## Stored items from a collection
■ ■ ■
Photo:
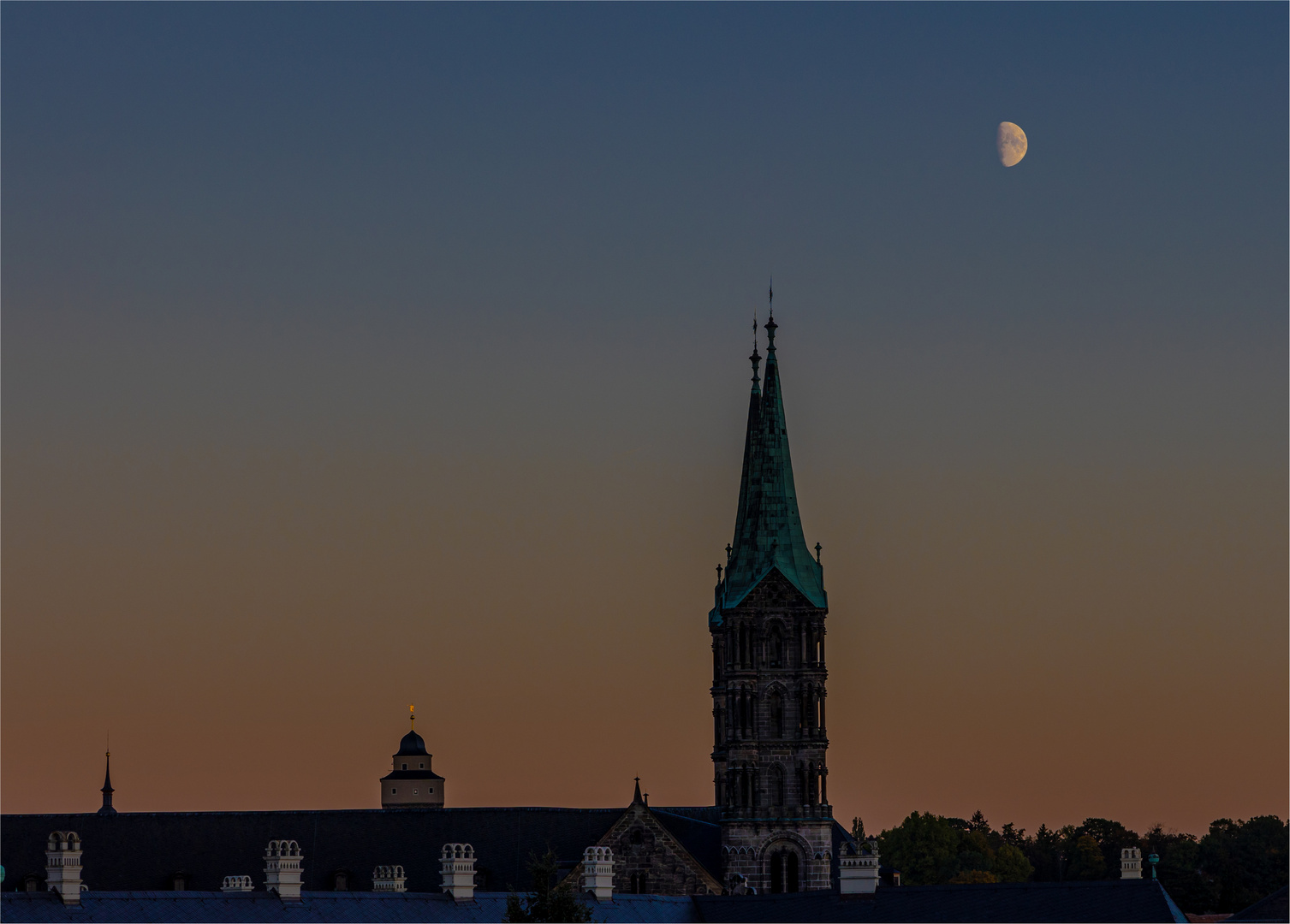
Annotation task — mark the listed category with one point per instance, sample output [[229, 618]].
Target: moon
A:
[[1012, 143]]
■ ■ ■
## Brief
Revise the items so that every occurrence of "Target" reads "Label", keeping everything else unchanged. Omit the pictures from your answer.

## Written solution
Photo:
Annotation task — mark the listed category with one point per instance, sample output [[229, 618]].
Label: moon
A:
[[1012, 143]]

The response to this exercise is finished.